Rewrite every line of the rows below, including the requests, and shift each answer coordinate by adding 57 to both of its numbers. Leave out the pictures.
** Start of Listed entries **
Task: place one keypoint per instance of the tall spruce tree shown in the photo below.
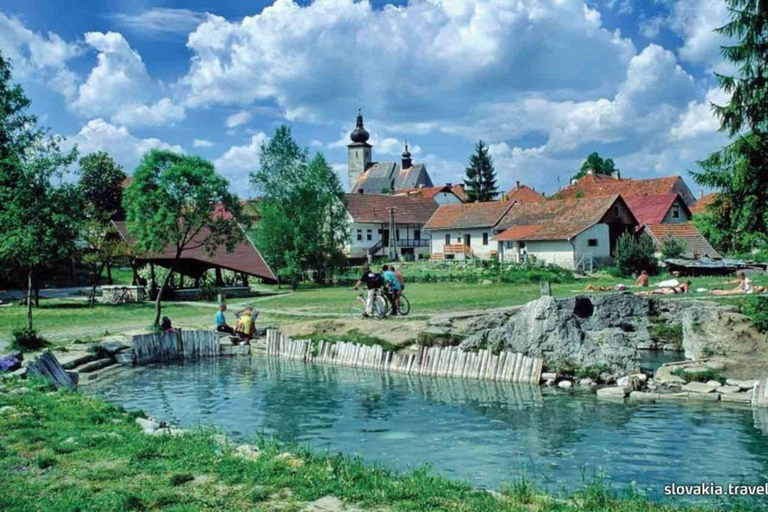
(480, 183)
(737, 220)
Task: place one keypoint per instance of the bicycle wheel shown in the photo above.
(379, 307)
(404, 305)
(357, 308)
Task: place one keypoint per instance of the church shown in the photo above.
(368, 177)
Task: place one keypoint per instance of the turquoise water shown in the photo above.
(484, 432)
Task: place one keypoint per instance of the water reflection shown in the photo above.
(486, 432)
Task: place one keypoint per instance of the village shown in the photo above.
(530, 274)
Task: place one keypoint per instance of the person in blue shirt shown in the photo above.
(393, 287)
(221, 322)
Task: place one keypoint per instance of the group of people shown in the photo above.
(245, 328)
(390, 279)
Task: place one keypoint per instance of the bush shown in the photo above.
(633, 255)
(24, 338)
(756, 308)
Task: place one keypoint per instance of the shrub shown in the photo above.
(756, 308)
(25, 338)
(634, 255)
(672, 247)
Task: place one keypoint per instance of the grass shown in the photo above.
(67, 451)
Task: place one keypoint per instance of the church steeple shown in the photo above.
(358, 152)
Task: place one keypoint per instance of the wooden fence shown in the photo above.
** End of Listed entries **
Response for this exercise:
Task: place one keypoint per instance of the tall spruce tree shown in the photo below.
(537, 240)
(794, 277)
Task: place one keypoint per instance of the bicycle wheel shown in the photo above.
(436, 364)
(461, 362)
(414, 365)
Task: place one keypoint per instance of the church shown in the photo above.
(425, 234)
Task: place one keypoint per instance of the turquoise water shown in the photo above.
(541, 489)
Task: place one keypoint per instance of the water reflection shown in the photo above.
(543, 489)
Task: place one keypoint per instance of the village shown in the photo above.
(587, 331)
Task: place one keypoint per instance of the person in blue shirt shown in the photo above.
(450, 344)
(278, 379)
Task: place one keypoint per instance of the group of people shown in the photo above.
(302, 385)
(447, 336)
Task: place one keypoint per instance of the bush shown in the photo above.
(690, 312)
(81, 395)
(813, 365)
Task: place one keypoint per instance of the shrub shown in the photo above.
(813, 365)
(82, 395)
(691, 312)
(729, 304)
Task: place one keypoint per instance of the grass shown in the photo above.
(124, 508)
Task: place one keypoint per instance of the church steeple shown in the photo above.
(415, 209)
Task: place one keypoint per instance of the wooden fence shown in the photo above.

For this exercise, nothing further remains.